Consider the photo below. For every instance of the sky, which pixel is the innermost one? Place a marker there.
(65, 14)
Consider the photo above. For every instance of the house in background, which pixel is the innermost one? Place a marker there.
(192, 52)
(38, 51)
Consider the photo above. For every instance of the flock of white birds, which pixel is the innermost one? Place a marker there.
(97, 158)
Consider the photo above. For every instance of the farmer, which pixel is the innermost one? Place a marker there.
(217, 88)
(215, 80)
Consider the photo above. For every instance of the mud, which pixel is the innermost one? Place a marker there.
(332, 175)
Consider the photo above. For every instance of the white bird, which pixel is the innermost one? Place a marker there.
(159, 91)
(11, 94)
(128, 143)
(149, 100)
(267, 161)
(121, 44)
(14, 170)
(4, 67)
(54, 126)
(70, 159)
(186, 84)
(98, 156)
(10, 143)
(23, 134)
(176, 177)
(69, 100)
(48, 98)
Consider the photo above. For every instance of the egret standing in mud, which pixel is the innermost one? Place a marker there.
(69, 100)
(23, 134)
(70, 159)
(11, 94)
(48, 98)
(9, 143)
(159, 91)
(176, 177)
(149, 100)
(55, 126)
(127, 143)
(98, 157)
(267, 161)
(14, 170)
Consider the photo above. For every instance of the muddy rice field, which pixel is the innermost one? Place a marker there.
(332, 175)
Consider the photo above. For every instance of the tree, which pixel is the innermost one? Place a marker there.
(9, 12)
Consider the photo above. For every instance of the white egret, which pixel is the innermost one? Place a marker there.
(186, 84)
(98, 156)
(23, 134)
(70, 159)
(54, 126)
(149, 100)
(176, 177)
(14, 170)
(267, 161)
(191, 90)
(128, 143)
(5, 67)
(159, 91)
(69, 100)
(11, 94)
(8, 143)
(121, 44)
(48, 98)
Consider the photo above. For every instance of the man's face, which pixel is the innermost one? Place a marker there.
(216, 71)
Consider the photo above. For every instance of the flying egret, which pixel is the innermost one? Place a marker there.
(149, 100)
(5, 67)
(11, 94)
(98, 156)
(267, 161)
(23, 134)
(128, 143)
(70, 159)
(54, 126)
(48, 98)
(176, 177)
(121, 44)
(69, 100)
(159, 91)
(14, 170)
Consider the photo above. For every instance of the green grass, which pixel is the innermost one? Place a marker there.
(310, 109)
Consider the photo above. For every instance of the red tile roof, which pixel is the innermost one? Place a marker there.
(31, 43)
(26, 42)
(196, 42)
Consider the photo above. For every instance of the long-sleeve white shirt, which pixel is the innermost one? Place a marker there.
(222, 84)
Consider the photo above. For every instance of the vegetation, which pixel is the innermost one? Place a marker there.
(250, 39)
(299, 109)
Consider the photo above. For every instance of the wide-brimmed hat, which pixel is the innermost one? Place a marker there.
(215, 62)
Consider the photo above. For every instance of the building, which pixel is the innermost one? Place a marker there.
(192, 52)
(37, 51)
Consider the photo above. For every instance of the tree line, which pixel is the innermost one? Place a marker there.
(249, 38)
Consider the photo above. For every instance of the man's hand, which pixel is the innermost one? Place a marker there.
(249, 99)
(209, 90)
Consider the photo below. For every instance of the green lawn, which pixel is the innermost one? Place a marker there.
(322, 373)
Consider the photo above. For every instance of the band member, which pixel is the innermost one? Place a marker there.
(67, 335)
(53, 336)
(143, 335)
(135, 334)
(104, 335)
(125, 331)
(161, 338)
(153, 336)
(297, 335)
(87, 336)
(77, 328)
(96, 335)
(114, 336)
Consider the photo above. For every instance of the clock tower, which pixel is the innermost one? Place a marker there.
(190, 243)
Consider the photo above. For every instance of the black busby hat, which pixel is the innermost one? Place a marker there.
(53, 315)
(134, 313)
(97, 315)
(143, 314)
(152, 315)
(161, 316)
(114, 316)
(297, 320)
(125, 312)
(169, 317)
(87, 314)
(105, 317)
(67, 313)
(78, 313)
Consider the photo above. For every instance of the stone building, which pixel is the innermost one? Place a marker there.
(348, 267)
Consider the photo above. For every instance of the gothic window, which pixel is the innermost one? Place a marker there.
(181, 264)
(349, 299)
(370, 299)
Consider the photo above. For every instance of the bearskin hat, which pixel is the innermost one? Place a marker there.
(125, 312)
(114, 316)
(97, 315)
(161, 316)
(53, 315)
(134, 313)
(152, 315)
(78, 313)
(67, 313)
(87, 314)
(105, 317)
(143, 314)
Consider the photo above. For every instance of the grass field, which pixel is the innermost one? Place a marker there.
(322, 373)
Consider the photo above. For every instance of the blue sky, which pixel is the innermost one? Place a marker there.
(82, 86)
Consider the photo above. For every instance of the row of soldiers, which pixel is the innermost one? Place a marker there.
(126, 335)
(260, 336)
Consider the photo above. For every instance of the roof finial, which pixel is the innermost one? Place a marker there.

#####

**Problem requirements**
Can you format all of the data above as a JSON list of strings, with one string per line and no blank lines?

**Response to the task**
[
  "Consider the photo below. For every instance of the sky, which pixel is the innermost one? Place a marker there.",
  "(65, 14)",
  "Consider the photo above. For every instance of the house in background, which pixel is the innermost one? Place a marker there.",
  "(192, 52)",
  "(38, 51)",
  "Consider the photo above. For every instance of the flock of white birds, which pixel is the innermost one? Place a marker there.",
  "(97, 158)",
  "Consider the photo above. For every instance of the farmer, which pixel is the innermost one? Place a marker there.",
  "(217, 88)",
  "(215, 80)",
  "Consider the photo above. For every instance of the mud, which pixel is the innermost one? Place a marker there.",
  "(332, 175)",
  "Consider the photo above. For every instance of the white bird, which pixel is the innermost one? Place a marker there.",
  "(159, 91)",
  "(11, 94)",
  "(128, 143)",
  "(149, 100)",
  "(267, 161)",
  "(121, 44)",
  "(14, 170)",
  "(4, 67)",
  "(54, 126)",
  "(70, 159)",
  "(186, 84)",
  "(98, 156)",
  "(10, 143)",
  "(23, 134)",
  "(176, 177)",
  "(69, 100)",
  "(48, 98)",
  "Consider the photo above. For every instance of the egret standing in mud, which pixel is the innermost one? Place a marker there.",
  "(69, 100)",
  "(23, 134)",
  "(70, 159)",
  "(11, 94)",
  "(48, 98)",
  "(9, 143)",
  "(159, 91)",
  "(176, 177)",
  "(149, 100)",
  "(55, 126)",
  "(127, 143)",
  "(98, 157)",
  "(267, 161)",
  "(14, 170)",
  "Consider the photo above. For every instance of the muddy rice field, which pixel is the innermost one? Place a marker there.",
  "(332, 175)",
  "Consider the photo above. For every instance of the tree, which pixel is the innermost one? Place a marker there.",
  "(9, 12)",
  "Consider the photo above. For every instance of the white egret, which pixel is the innermost one? Place a marker there.",
  "(186, 84)",
  "(98, 156)",
  "(23, 134)",
  "(70, 159)",
  "(54, 126)",
  "(149, 100)",
  "(176, 177)",
  "(14, 170)",
  "(267, 161)",
  "(191, 90)",
  "(128, 143)",
  "(5, 67)",
  "(159, 91)",
  "(69, 100)",
  "(11, 94)",
  "(8, 143)",
  "(121, 44)",
  "(48, 98)",
  "Consider the photo above. For every instance of the man's face, which pixel is the innermost one? Place a marker there.",
  "(216, 71)",
  "Consider the photo above. For every instance of the flying egret, which pixel is the innermost one? Place a marker there.",
  "(149, 100)",
  "(5, 67)",
  "(11, 94)",
  "(98, 156)",
  "(267, 161)",
  "(23, 134)",
  "(128, 143)",
  "(70, 159)",
  "(54, 126)",
  "(48, 98)",
  "(176, 177)",
  "(121, 44)",
  "(69, 100)",
  "(159, 91)",
  "(14, 170)",
  "Consider the photo above. For every instance of the green grass, which pixel is the innermost one? Place a marker there.",
  "(310, 109)",
  "Consider the photo above. For every instance of the red tile roof, which pixel is the innermost one? Place a marker there.",
  "(31, 43)",
  "(26, 42)",
  "(196, 42)",
  "Consider the photo above. For every instance of the long-sleeve white shirt, which pixel is the innermost one? Place a marker there.",
  "(222, 84)",
  "Consider the photo above. For every instance of the vegetation, which pixel is the innermost one? Place a marker there.",
  "(250, 39)",
  "(299, 109)",
  "Consider the photo above. For every instance of the wide-brimmed hat, which pixel is the innermost one? Place a marker there.",
  "(215, 62)",
  "Consider the photo above. For every instance of the building, which pixel is the innermost one? Place a marker there.",
  "(192, 52)",
  "(37, 51)",
  "Consider the photo above. For every instance of the tree line, which pixel is the innermost one? Place a marker there.",
  "(249, 38)",
  "Consider the photo above. For every instance of the man's hand, which pixel is the innermost one? Place a marker there.",
  "(249, 99)",
  "(209, 90)",
  "Consider the photo below. For every instance of the green lawn, which pixel is the innermost one? Place a marker there.",
  "(322, 373)",
  "Consider the photo above. For every instance of the band member, which pixel is the innermost one? Place a marker there.",
  "(67, 335)",
  "(53, 336)",
  "(143, 335)",
  "(135, 334)",
  "(104, 335)",
  "(125, 331)",
  "(161, 338)",
  "(153, 336)",
  "(297, 335)",
  "(87, 336)",
  "(77, 328)",
  "(96, 335)",
  "(114, 336)",
  "Consider the photo above. For every instance of the clock tower, which pixel is the innermost one? Place a marker there.",
  "(190, 243)",
  "Consider the photo above. For every instance of the black busby hat, which pixel is the innermost one? Place a marker there.",
  "(53, 315)",
  "(134, 313)",
  "(97, 315)",
  "(143, 314)",
  "(152, 315)",
  "(161, 316)",
  "(114, 316)",
  "(297, 320)",
  "(125, 312)",
  "(169, 317)",
  "(87, 314)",
  "(105, 317)",
  "(67, 313)",
  "(78, 313)",
  "Consider the photo above. For every instance of the stone building, which pixel is the innermost one? Place a marker there.",
  "(348, 267)",
  "Consider the photo above. For every instance of the gothic window, which pixel is the innermost one? Place a marker there.",
  "(181, 264)",
  "(349, 299)",
  "(370, 299)",
  "Consider the photo above. For every instance of the bearskin hat, which pixel is the innermost one? Place a marker there.",
  "(125, 312)",
  "(114, 316)",
  "(97, 315)",
  "(161, 316)",
  "(53, 315)",
  "(134, 313)",
  "(152, 315)",
  "(78, 313)",
  "(67, 313)",
  "(87, 314)",
  "(105, 317)",
  "(143, 314)",
  "Consider the photo above. For every instance of the grass field, which pixel is the innermost one? Place a marker there.",
  "(322, 373)",
  "Consider the photo above. For every instance of the blue sky, which pixel is the innermost one? Place a marker there.",
  "(82, 86)",
  "Consider the photo above. For every instance of the row of soldiers, which pixel is the innermost one? Place a marker there.",
  "(126, 335)",
  "(260, 336)",
  "Consider the photo above. For every instance of the roof finial, which pixel is the innermost one? Place a marker there."
]